[start]

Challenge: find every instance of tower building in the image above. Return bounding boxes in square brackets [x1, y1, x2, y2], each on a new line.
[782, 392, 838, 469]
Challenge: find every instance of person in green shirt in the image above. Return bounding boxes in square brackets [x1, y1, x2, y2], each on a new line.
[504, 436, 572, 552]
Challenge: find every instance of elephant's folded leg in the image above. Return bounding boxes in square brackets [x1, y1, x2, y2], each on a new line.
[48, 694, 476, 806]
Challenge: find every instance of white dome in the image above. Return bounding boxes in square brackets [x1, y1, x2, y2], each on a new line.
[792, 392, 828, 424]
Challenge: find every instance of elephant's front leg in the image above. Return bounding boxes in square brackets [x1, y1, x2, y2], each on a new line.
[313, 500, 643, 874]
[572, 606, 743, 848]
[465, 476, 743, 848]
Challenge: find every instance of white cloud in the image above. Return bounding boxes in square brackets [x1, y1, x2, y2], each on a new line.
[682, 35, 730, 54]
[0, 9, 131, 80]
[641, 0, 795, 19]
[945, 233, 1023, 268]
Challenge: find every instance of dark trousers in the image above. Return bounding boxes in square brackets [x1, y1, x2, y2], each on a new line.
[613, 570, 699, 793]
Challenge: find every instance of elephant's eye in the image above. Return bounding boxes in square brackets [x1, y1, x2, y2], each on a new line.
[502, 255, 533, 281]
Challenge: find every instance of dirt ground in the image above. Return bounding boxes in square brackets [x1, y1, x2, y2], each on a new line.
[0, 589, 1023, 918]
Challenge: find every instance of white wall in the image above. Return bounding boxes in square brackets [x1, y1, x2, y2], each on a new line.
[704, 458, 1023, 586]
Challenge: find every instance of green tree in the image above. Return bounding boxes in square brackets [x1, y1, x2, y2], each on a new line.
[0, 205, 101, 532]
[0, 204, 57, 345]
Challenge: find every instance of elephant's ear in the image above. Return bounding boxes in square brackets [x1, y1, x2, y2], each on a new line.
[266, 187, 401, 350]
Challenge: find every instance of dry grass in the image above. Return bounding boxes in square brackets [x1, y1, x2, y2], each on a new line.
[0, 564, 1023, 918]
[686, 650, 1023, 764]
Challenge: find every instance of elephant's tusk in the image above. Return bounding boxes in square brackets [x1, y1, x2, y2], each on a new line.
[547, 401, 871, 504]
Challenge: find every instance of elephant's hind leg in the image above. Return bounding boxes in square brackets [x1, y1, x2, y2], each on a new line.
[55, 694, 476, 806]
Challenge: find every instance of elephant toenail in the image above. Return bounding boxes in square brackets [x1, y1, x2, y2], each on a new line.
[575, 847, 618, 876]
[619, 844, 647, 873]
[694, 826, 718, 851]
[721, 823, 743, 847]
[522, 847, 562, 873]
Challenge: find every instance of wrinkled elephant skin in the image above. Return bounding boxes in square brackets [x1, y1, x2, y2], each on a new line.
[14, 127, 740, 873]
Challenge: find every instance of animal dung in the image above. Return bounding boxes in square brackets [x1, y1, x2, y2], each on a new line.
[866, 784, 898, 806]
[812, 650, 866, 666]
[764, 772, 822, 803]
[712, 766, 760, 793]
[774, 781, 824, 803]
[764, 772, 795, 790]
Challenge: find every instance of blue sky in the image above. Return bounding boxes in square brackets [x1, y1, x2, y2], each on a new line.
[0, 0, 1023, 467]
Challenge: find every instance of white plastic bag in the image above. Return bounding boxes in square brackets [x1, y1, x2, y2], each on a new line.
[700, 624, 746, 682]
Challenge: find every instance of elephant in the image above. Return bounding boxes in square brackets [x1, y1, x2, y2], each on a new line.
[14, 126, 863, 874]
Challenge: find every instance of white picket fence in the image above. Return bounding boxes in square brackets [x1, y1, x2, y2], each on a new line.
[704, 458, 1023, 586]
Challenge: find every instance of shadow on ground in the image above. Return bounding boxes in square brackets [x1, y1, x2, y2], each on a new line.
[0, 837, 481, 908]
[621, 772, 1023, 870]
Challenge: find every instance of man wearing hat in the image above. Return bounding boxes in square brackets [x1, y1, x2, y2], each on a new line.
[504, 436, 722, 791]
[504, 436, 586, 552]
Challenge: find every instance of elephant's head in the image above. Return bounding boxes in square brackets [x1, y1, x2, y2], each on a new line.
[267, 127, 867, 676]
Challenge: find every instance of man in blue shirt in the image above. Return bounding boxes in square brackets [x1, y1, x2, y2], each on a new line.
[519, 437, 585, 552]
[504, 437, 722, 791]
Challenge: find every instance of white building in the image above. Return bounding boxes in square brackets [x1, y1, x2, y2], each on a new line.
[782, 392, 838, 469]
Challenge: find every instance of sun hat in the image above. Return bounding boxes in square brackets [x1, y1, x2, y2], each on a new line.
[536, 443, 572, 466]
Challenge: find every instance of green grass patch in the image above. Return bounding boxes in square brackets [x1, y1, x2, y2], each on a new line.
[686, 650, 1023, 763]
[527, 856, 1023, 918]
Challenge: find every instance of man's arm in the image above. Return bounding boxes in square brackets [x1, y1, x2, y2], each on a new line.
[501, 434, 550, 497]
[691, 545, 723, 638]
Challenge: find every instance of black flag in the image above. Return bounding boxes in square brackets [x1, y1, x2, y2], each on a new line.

[end]

What is expected
Reproduce all of the material above word for word, keeping every line and its order unchanged.

Response below
Challenge: find every instance of tower building in the image above. Return bounding boxes in square brackets [x1, y1, x2, y2], each on a new line.
[782, 392, 838, 469]
Challenge: find every instance of person in green shirt in the image above. Return bounding boxes in square brackets [x1, y1, x2, y2], each on a new line.
[504, 436, 572, 552]
Challenge: find every instance of elephant's folded leg in the image above. Return bounding boxes in square brackets [x1, y1, x2, y2], each on a new line.
[48, 694, 476, 806]
Challenge: find every instance of white dome in the image above. Return bounding boxes in square brackets [x1, y1, x2, y2], each on a new line.
[792, 392, 828, 424]
Challenge: find every instance of elephant's front leg in the image above. Return bounding boxes in square brackets [x1, y1, x2, y2], each on a new line.
[313, 500, 643, 874]
[572, 606, 743, 848]
[465, 476, 743, 848]
Challenge: find every instance of white cloud in the image above. Return bounding boxes in square brackets [x1, y1, x2, y2], each on a new line.
[682, 35, 730, 54]
[0, 9, 131, 80]
[641, 0, 795, 19]
[945, 233, 1023, 268]
Challenge: find every instance of dark trousers in the image above. Return bounding boxes in square brackets [x1, y1, x2, y2], each on a new line.
[613, 570, 699, 793]
Challenge: find every instance of elephant's eye in the image above. Return bounding boxes in square brackets [x1, y1, x2, y2], each on a new line.
[502, 255, 533, 281]
Challenge: find every instance of dirt ground in the image above. Return bounding boxes in square brackets [x1, y1, x2, y2], each on a new line.
[0, 589, 1023, 918]
Challenge: find every instance of white wall in the image above. Return bounding boxes in square brackets [x1, y1, x2, y2], each on a new line.
[704, 458, 1023, 586]
Challenge: find every instance of green tree in the image above. Return bounding boxes in square brackets [x1, y1, x2, y2], each on a new line.
[0, 205, 101, 532]
[0, 204, 57, 345]
Challenge: find every instance of elephant's ear in the image above. Return bounding boxes in square brackets [x1, y1, x2, y2], each on a new line.
[266, 187, 401, 350]
Challenge: find every instance of dry grass in the image above. Return bounding boxes in square brackets [x1, y1, x2, y2], each on a new line.
[0, 564, 1023, 918]
[686, 650, 1023, 764]
Challenge: find every instance of elephant's tusk in the image above. Return bounding boxes in square brackets [x1, y1, x2, y2], each on a new line.
[547, 401, 871, 504]
Challenge: find every instance of elephant's hind leg in the image above. Return bounding boxes in square brackets [x1, y1, x2, y2], each on a new line.
[55, 694, 476, 806]
Challenge: find every instance of elephant toenail in the image above. Return bounding boxes in square brackets [x1, y1, x2, y2], each on a new line.
[575, 847, 618, 876]
[619, 844, 647, 873]
[694, 826, 718, 851]
[721, 823, 743, 847]
[522, 847, 562, 873]
Challenge: find every instance of wrinkled elephant skin in the image above. Return bounding boxes in square brackets [x1, y1, x2, y2], each on a new line.
[14, 127, 740, 873]
Challenge: find every instance of animal dung in the image above. Return bounding boxes in square brackets [x1, y1, x2, y2], each on a new line.
[866, 784, 898, 806]
[812, 650, 866, 666]
[764, 772, 822, 803]
[712, 766, 760, 793]
[774, 781, 824, 803]
[764, 772, 795, 790]
Challenge: find every instance of blue sky in the image above. Return bounding boxes in square brackets [x1, y1, x2, y2], each on a new line.
[0, 0, 1023, 467]
Challenge: find every instance of white plastic bag in the image above. Return bounding boxes in square brackets [x1, y1, x2, y2], each on a new line.
[700, 624, 746, 682]
Challenge: find every instance of elephant in the image above. Return bounding boxes in square brackets [x1, y1, x2, y2], each on a new line.
[14, 126, 863, 874]
Challenge: find every instance of white picket fence in the image above. Return bounding boxes in square brackets [x1, y1, x2, y2], each on a new line.
[704, 458, 1023, 586]
Challenge: find every instance of shadow on ground in the image above. Return bounding boxes in square brackets [x1, y1, x2, y2], each on a new line.
[0, 837, 481, 908]
[621, 772, 1023, 870]
Challenge: find every instance of man wearing hat in the image above. Return bounding boxes in square brackets [x1, y1, x2, y2], each on a new line.
[504, 436, 722, 791]
[504, 436, 586, 552]
Challenge: find every instance of elephant's head in the image above. Return bounding boxes in square brackets [x1, y1, x2, y2], each on a new line.
[267, 127, 867, 676]
Challenge: find every instance of man in blue shirt in the image above. Return bounding boxes in square brackets [x1, y1, x2, y2], each on a new line.
[519, 437, 585, 552]
[504, 437, 722, 791]
Challenge: find every instance of white building in the image above. Return bounding boxes in square brackets [x1, y1, x2, y2], each on a new line.
[782, 392, 838, 469]
Challenge: find every instance of sun hat in the image above. Return bounding boxes in square brackets [x1, y1, x2, y2], each on a new line.
[536, 443, 572, 466]
Challenge: find every instance of green grass patch in the image above. Return bounding boxes in square brackets [x1, y1, x2, y2], each on a new line.
[686, 650, 1023, 763]
[527, 856, 1023, 918]
Challenge: find every instance of man's arm in the image above. Return bounding boxes in square brackets [x1, y1, x2, y2], each on a new line.
[501, 434, 550, 497]
[691, 545, 723, 638]
Challenge: find every instance of black flag in the image above. Return bounding boxes in square brackets [x1, y1, x2, y2], each on a new line.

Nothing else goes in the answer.